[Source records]
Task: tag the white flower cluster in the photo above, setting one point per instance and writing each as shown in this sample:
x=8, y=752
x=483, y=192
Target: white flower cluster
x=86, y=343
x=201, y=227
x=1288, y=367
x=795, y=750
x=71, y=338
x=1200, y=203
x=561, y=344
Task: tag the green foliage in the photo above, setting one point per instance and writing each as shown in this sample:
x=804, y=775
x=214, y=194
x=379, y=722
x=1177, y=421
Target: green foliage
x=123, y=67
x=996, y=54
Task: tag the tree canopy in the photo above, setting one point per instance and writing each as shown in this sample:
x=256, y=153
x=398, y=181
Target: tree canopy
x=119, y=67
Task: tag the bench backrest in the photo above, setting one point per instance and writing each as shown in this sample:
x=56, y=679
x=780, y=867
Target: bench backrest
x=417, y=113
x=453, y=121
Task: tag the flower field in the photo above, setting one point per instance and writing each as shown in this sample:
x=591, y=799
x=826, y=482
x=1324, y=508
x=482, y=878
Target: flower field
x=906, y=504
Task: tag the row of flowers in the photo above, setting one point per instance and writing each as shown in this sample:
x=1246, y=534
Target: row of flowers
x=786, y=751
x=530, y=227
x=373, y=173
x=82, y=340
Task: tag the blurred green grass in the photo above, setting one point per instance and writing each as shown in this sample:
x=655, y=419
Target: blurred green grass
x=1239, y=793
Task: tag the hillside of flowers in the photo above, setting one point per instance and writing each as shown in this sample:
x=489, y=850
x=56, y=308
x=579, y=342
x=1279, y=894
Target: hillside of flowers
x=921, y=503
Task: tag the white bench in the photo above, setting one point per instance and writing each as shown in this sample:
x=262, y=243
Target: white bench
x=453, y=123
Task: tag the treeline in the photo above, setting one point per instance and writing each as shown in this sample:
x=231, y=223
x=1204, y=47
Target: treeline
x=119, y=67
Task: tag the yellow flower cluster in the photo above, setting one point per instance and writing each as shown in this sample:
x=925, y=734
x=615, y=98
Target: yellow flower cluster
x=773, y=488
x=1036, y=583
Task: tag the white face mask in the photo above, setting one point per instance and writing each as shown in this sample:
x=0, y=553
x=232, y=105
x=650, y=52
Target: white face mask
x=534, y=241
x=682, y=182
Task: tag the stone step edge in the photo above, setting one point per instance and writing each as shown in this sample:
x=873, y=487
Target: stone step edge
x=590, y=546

(Your instructions)
Rewrite all of the data above, substituting "green leaves" for every occurrence of "green foliage" and leaving everything else unchanged.

(Solution to this exercise)
Task: tag the white flower cluster in the photo above, setting one point per instance and writing each as shown in this sample:
x=8, y=752
x=483, y=192
Target: white flower cluster
x=86, y=343
x=201, y=227
x=1288, y=367
x=795, y=750
x=71, y=338
x=1200, y=203
x=561, y=344
Task: tag the green leaves in the photo above, setting one point per instance and writing each as shown in this sample:
x=804, y=775
x=214, y=194
x=379, y=722
x=1177, y=421
Target: green leaves
x=123, y=67
x=996, y=54
Task: tag the tree canopy in the photo above, setting one point per instance and writing each as shown in this sample:
x=256, y=153
x=398, y=181
Target: tree canopy
x=119, y=67
Task: tag the bench backrest in the photo above, setting one point per instance and writing each as shown in this sample:
x=56, y=679
x=780, y=867
Target: bench backrest
x=417, y=113
x=453, y=121
Task: tag the flower field in the photo above, setting one point per instance and writing each as shown in this sample:
x=591, y=799
x=826, y=482
x=1324, y=508
x=482, y=878
Target: flower field
x=906, y=504
Task: tag the row of flowers in the photo above, setting one point per instance and writing each as shown in this sample:
x=1246, y=534
Target: row of flowers
x=786, y=751
x=530, y=227
x=373, y=173
x=82, y=340
Task: tag the blurred green grass in the photo above, setting one point per instance and writing each as shown in this sample:
x=655, y=419
Target: blurred green grass
x=1239, y=793
Task: tag the hillside of flowers in the photo above, setting one point per instance and writing each as shown in this sample:
x=489, y=850
x=56, y=308
x=579, y=342
x=1279, y=894
Target: hillside of flowers
x=921, y=503
Task: tag the white bench in the photo above, setting one point per instance and writing each as shown in this sample:
x=262, y=243
Target: white bench
x=453, y=123
Task: tag the treeline in the photo above, setting one point per instance and writing each as shown in this sample:
x=231, y=223
x=1204, y=47
Target: treeline
x=119, y=67
Task: tag the yellow flower cluster in the photo above, setting one point per instance and writing each as shown in this sample:
x=925, y=734
x=615, y=98
Target: yellow flower cluster
x=773, y=488
x=1036, y=583
Task: tag the white face mask in the photo above, setting one point per instance and writing each as shown in this sample:
x=0, y=553
x=232, y=105
x=650, y=52
Target: white face mask
x=534, y=241
x=682, y=182
Task: tag the stone step edge in the photo above, setting one point per instance and writing each as shown in this sample:
x=873, y=487
Target: stone step edge
x=590, y=546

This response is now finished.